— BEGIN Source material —

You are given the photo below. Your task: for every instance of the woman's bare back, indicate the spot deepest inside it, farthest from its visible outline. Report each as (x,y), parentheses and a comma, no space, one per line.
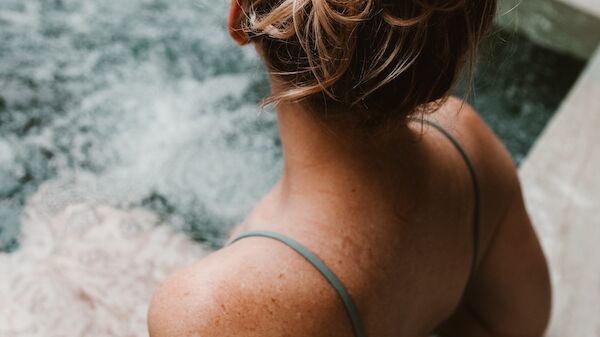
(400,238)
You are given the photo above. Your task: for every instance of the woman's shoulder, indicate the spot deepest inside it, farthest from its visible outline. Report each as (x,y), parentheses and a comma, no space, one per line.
(251,288)
(494,167)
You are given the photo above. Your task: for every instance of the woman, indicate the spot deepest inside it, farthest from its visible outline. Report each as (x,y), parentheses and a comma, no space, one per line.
(398,212)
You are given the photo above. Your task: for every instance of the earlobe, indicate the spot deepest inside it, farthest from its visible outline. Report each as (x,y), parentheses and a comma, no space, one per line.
(235,19)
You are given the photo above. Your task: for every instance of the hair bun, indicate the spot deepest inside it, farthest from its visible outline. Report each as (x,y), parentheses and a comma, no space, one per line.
(351,53)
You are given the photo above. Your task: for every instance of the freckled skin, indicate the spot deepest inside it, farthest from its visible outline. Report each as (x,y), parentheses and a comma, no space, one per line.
(391,215)
(408,277)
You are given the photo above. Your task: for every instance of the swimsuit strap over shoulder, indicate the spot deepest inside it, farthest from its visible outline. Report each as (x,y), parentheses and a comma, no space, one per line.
(322,268)
(332,278)
(476,190)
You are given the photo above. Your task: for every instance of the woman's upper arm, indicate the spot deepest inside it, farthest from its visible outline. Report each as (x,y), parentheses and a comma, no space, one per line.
(509,294)
(248,289)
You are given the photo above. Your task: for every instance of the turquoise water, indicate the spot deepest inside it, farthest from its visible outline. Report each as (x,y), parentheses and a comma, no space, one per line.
(150,102)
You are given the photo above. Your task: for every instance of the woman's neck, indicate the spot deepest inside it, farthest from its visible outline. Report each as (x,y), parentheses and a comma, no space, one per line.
(334,163)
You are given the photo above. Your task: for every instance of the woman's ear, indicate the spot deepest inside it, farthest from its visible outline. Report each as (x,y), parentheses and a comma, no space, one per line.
(235,23)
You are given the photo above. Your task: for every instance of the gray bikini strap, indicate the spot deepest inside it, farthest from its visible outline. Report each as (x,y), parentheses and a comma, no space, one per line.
(476,190)
(322,268)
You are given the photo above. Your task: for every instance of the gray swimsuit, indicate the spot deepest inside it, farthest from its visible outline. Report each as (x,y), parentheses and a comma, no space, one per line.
(351,309)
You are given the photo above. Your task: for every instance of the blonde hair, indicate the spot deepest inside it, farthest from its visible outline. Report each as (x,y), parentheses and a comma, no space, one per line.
(382,58)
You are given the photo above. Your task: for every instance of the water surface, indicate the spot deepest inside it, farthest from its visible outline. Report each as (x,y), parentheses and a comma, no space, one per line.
(148,103)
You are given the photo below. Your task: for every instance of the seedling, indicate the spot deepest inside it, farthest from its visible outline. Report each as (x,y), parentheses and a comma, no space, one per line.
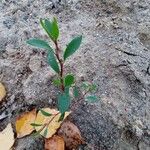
(56,58)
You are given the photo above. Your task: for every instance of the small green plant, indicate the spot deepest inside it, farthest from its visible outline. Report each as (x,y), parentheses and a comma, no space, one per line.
(56,58)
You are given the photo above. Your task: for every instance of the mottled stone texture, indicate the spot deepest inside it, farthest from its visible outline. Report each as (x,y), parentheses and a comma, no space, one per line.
(115,54)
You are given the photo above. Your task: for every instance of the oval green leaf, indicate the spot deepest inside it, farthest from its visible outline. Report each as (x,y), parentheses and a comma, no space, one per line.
(72,47)
(38,43)
(75,92)
(45,113)
(69,80)
(51,28)
(52,61)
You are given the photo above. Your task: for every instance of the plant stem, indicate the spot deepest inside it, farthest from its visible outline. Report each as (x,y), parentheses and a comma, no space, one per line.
(61,65)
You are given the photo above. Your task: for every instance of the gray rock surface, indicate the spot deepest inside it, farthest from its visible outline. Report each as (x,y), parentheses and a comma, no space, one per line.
(115,54)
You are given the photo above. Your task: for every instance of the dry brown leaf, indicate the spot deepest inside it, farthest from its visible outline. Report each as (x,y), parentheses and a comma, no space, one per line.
(2,91)
(55,143)
(23,123)
(7,138)
(71,135)
(53,119)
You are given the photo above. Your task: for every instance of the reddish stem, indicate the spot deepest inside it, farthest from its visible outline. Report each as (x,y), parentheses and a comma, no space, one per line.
(61,65)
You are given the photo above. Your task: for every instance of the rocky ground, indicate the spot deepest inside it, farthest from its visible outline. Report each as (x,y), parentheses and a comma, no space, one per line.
(115,54)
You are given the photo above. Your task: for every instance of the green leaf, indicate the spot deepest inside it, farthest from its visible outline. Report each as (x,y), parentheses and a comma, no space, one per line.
(35,125)
(63,102)
(72,47)
(69,80)
(75,92)
(38,43)
(92,98)
(85,85)
(51,28)
(36,134)
(92,87)
(45,113)
(42,22)
(57,82)
(55,29)
(52,61)
(45,132)
(61,118)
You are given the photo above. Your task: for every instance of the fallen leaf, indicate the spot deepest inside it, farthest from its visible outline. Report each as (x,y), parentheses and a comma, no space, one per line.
(23,123)
(2,91)
(55,143)
(50,123)
(7,138)
(71,135)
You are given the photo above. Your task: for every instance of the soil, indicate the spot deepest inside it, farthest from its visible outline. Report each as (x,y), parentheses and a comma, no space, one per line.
(115,54)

— END Source material —

> **Exercise objective**: Strip the images and reproduce the remaining records precisely.

> **Final answer**:
You are given the photo below. Your task: for every instance of the woman's bare back, indicate the spot deepest inside it, farthest from its visible outline. Report each as (x,y), parentheses and a comma, no space, one per line.
(400,238)
You are given the photo above. Your task: for every instance of the woman's shoulder, indicate the spot deepest inside it, farthest from its visible outline. Report each as (x,y), parentheses and a comma, no space, one per line.
(251,288)
(494,167)
You are given the photo above. Your task: for every instance of the woman, indicate the spot deepest inside it, farthest from its visible outline. Report each as (x,y), parentheses and a comma, no space, one per line.
(398,212)
You are given the photo above. Your task: for every instance of the earlobe, indicate the spot deepest inside it, farthest from its visible outline. Report each as (x,y), parentheses and a comma, no space, one per line.
(235,19)
You are given the photo above. Your task: for every instance of the hair bun, indicate the spot deepest inside it, farthest from its visible outline. Report each as (x,y), parentheses and a comma, no space, one per line.
(351,53)
You are given the photo above. Your task: for every instance of the freckled skin, indicate the spot deepest inside it, farthest from its visible outline. Report each as (x,y), parentheses and a comma, no space, one per line.
(391,215)
(408,277)
You are given the photo above. Your task: for every instance of the swimsuit strap over shoulder, indicate the spot deepest inside it, farthest from its visible outline. Report each as (x,y), parentheses and a comma, no space, one per line.
(322,268)
(332,278)
(476,190)
You are given the photo above. Your task: for every instance of the woman's upper arm, indicate the spot deepest inside it, farthest from its visible outline. Report each as (x,y), parentheses and a comma, no space, one per line.
(509,294)
(248,289)
You are given the photo above. Your task: for every instance of the turquoise water, indicate the spot deepest inside it, farthest from its visible outline. Report each as (x,y), parentheses and a comma, no space, one per line.
(150,102)
You are given the photo above. Your task: for every instance of the woman's neck, indicate the spot deepest inside it, farthest from its visible outline. Report each as (x,y), parentheses and a comma, no space, one per line.
(334,163)
You are given the photo above. Your task: for every instance of the woman's ear, indicate the spot deepest inside it, farthest from its visible outline. Report each as (x,y), parentheses and a comma, no space, one per line.
(235,23)
You are given the photo above. Your task: for every instance of the gray bikini strap, indicate the spot deepest inside it, farthest from its visible outline. Report each as (x,y), parentheses and a comma, no space, one per line.
(476,190)
(322,268)
You are given the photo above. Your task: for every instance of the gray swimsuit, indicate the spot deepest inside it, farthest from its visible outline. Report each as (x,y), parentheses and a comma, no space, one per line.
(351,309)
You are given the photo above. Your task: for every instance of the blonde hair, indicate the spot deepest inside it, farthest from its visible outline. Report each as (x,y), parentheses and a comma, no space, one per line.
(382,58)
You are given the photo above. Your task: for every instance of the water surface, indicate the spot deepest inside it, farthest from its visible outline. Report each as (x,y), parentheses and a comma, no space, one per line.
(148,103)
You are given the photo below. Your task: for every instance of the seedling, indicate the spot deepest inside it, farthest from its visible outline. Report each as (x,y), parentheses and a comma, no space, one per line.
(56,58)
You are given the photo above. Your task: for every instance of the small green plant, indicate the spot deepest inside it, farthest from its visible outline. Report each as (x,y), parentheses and a comma, no space, one per line.
(56,58)
You are given the photo above. Your task: for every instance of the mottled stone texture, indicate the spot deepest inside it, farthest from its visible outline. Report each as (x,y), parentheses and a comma, no space, one per line.
(115,54)
You are given the photo above. Your task: for every instance of the oval green leaf, indicate the spot deepest inside it, farthest from its visible outline. Report each as (x,y), parentheses and a comma, no space, one per line.
(72,47)
(38,43)
(75,92)
(45,113)
(69,80)
(51,28)
(52,61)
You are given the photo above. Your task: for every instance of the plant stem, indicate the spot deepest inside it, farthest from its visible outline. Report each as (x,y), parentheses and a comma, no space, one per line.
(61,65)
You are given the photo above. Your task: for every instance of the gray rock surface, indicate the spot deepest inside it, farthest from its visible outline. Report each as (x,y), parentheses and a comma, no space, one per line.
(115,54)
You are given the photo above. Your task: for every instance of the dry brown leaf, indicate the spot deepest inside it, farthest from its visible outline. Report each as (x,y), parentheses and a comma, no space, one per line.
(2,91)
(55,143)
(23,123)
(7,138)
(71,135)
(53,119)
You are given the photo above. Your task: for every instance of the reddish stem, indicate the spot deepest inside it, farthest from its visible outline. Report each as (x,y), parentheses and a comma, no space, one per line.
(61,65)
You are given the photo above. Your task: for every instance of the rocky ground, indicate the spot deepest inside it, farthest from its visible outline. Report each as (x,y), parentheses and a comma, no space, one per line.
(115,54)
You are given the photo above. Your task: for every instance of the green leaf, indicate the spot deepest inside it, farthest from its visible outline. Report each as (x,y), parentheses and a comma, no space, one per line.
(35,125)
(63,102)
(72,47)
(69,80)
(75,92)
(38,43)
(92,98)
(85,85)
(51,28)
(36,134)
(92,87)
(45,113)
(42,22)
(57,82)
(55,29)
(52,61)
(45,132)
(61,118)
You are given the photo above. Your task: for every instance of the fallen leaf, indicate the spot deepest inside it, farthest from its visible outline. Report each as (x,y), parentheses and a comma, no space, one per line.
(23,123)
(2,91)
(55,143)
(50,123)
(7,138)
(71,135)
You are given the photo above. Your task: for every instance of the soil, indicate the spot deepest inside it, farthest from its visible outline. Report each as (x,y), parentheses and a comma, no space, one per line.
(115,54)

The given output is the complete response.